→ **Instructions**
1/ Count the lines in the rows below that contain the string "door", treating uppercase and lowercase as different. Reply with the number only.
2/ Pick up the forum thread about buying an ADSL modem/router below and continue it from its final post.

→ **Passage to read**
# Need to buy a ADSL modem/router



## bbalegere (Jun 12, 2012)

I have a BSNL Broadband connection.
I have been using Huwaei MT841 ADSL Modem(supplied by BSNL).

This modem giving me some problems.
So I want to buy a new ADSL modem with good Wi Fi

Which ADSL modem would be suitable?

I would like to buy an ADSL modem with Wifi, preferably from Linksys,Netgear, DLink etc.

Can anybody please post the model number of a good ADSL wireless modem?

It would also useful if that modem is compatible with Tomato or DD-wrt firmwares.


----------



## cgi86 (Jun 12, 2012)

Dlink and belkin are the more popular brands.  Check at flipkart For prices.  You may get it cheaper at local market. Dlink is about 1. 9 k. why the need for compatability? pls explain.


----------



## Tenida (Jun 12, 2012)

GO for this
D-Link DSL-2730U Wireless N 150 ADSL2+ 4-Port Router | Router | Flipkart.com
or 
This
D-Link DSL-2750U Wireless N ADSL2+ 4-Port Wi-Fi Router | Router | Flipkart.com
Depending upon your budget.

(Items from a data source)
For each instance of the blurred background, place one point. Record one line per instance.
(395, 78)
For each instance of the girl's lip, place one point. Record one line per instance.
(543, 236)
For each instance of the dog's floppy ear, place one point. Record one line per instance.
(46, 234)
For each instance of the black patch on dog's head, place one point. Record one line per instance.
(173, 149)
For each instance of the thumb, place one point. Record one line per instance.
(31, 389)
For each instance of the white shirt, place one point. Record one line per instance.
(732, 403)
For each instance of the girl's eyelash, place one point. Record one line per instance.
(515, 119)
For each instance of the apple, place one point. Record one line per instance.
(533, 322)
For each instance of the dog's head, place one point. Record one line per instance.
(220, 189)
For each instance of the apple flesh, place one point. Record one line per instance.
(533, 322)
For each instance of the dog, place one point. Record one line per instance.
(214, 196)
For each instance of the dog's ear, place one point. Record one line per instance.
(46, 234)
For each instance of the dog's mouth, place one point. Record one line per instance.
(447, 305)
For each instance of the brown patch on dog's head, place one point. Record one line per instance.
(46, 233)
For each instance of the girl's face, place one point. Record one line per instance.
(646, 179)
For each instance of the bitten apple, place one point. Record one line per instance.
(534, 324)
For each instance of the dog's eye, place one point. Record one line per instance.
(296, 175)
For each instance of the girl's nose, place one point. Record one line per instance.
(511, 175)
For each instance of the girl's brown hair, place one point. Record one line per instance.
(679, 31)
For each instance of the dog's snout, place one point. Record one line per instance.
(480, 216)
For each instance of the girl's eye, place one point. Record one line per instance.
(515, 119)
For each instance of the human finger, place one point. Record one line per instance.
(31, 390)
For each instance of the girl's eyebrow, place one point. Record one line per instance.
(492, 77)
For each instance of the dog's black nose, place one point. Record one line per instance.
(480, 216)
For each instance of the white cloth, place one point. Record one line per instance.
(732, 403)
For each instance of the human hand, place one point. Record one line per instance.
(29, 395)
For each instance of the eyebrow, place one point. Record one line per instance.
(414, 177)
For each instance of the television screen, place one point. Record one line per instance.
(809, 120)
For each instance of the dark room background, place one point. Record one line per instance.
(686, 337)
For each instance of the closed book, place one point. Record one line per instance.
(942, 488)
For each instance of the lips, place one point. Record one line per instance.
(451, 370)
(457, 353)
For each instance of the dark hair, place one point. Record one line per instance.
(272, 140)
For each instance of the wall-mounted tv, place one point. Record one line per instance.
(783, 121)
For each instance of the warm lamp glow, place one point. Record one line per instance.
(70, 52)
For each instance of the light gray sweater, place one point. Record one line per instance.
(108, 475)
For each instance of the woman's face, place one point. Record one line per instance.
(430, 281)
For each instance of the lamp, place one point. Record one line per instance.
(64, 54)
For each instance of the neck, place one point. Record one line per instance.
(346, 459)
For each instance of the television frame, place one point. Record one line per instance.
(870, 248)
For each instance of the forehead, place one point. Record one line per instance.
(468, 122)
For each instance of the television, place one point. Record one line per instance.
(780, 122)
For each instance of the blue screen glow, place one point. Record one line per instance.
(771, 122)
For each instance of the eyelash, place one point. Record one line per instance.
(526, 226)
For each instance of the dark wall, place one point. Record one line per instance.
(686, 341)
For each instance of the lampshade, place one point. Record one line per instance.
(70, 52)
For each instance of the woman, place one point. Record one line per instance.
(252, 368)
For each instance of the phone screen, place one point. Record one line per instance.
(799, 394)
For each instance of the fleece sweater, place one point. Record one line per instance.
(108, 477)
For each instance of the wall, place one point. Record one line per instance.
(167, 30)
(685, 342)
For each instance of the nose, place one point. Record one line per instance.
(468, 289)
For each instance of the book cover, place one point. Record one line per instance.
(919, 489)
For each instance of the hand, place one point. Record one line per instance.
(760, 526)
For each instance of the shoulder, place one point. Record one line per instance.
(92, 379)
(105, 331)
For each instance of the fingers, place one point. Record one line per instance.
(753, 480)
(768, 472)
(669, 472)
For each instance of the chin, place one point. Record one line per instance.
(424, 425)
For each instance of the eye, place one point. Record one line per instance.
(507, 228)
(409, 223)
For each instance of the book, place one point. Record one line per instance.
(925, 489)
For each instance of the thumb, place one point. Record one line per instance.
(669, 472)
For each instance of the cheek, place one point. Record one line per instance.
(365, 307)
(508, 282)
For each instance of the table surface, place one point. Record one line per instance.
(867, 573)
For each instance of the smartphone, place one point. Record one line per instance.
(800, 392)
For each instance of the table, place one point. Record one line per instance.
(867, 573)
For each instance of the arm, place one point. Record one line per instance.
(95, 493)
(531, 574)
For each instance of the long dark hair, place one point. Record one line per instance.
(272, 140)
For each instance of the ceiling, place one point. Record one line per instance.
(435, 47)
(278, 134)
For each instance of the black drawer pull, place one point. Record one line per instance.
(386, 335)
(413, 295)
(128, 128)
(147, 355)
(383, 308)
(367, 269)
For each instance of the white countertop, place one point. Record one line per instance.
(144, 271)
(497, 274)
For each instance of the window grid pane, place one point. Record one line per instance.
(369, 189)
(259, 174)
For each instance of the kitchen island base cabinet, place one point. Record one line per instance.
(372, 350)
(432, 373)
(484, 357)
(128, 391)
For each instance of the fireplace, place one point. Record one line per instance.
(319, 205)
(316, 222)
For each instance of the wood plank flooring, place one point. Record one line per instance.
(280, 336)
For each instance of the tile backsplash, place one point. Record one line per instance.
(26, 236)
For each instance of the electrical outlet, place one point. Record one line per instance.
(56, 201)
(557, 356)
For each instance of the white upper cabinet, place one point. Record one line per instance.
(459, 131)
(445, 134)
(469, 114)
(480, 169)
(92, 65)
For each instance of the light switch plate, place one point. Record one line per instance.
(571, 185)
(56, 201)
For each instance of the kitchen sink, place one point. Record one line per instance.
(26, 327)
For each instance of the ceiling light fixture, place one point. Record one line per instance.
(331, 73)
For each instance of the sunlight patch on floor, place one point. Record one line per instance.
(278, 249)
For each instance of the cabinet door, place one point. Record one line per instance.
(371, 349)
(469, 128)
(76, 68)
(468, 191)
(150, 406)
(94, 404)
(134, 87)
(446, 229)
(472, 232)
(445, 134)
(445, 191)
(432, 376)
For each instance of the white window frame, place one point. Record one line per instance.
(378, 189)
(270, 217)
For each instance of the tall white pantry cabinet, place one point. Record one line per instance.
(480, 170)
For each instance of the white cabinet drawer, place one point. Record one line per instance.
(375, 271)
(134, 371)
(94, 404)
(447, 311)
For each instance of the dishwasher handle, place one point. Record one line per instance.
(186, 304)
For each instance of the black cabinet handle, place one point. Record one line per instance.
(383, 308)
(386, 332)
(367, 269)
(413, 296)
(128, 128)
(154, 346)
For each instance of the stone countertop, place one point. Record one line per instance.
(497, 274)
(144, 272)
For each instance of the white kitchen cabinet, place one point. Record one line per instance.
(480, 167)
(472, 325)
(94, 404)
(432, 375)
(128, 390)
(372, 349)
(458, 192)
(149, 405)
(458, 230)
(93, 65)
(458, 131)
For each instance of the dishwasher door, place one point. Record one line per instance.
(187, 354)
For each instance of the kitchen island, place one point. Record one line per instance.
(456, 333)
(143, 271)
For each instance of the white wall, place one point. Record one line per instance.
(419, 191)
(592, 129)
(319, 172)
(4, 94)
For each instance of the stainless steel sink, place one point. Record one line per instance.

→ **Task answers**
1/ 2

2/
----------



## bbalegere (Jun 12, 2012)

Thanks a lot for the replies.

What is the major difference between D-Link DSL-2730U and D-Link DSL-2750U other than the wireless speeds?


----------



## Tenida (Jun 12, 2012)

bbalegere said:


> Thanks a lot for the replies.
> 
> What is the major difference between D-Link DSL-2730U and D-Link DSL-2750U other than the wireless speeds?



You can connect USB devices (Data card,USB pen drives, external HDD) in 2730 300MBPS version


----------



## MegaMind (Jun 12, 2012)

Tenida said:


> You can connect USB devices (Data card,USB pen drives, external HDD) in 2730 300MBPS version



I don't think so.. USB port is for connectivity just like the ethernet ports..



bbalegere said:


> What is the major difference between D-Link DSL-2730U and D-Link DSL-2750U other than the wireless speeds?


AFAIK,
DSL-2730U supports IEEE 802.11b/g 
DSL-2750U supports IEEE 802.11b/g/n


----------



## Tenida (Jun 12, 2012)

MegaMind said:


> I don't think so.. USB port is for connectivity just like the ethernet ports..
> 
> 
> AFAIK,
> ...



Check the specification here
D-Link Wireless N ADSL2+ 4-Port Wi-Fi Router



> USB 	USB printing
> USB storage
> Compatible 3G USB adapter connection


----------



## MegaMind (Jun 12, 2012)

Tenida said:


> Check the specification here
> D-Link Wireless N ADSL2+ 4-Port Wi-Fi Router



Hmmm.. Manual doesn't have any info on that. Pretty confusing..


----------



## Tenida (Jun 12, 2012)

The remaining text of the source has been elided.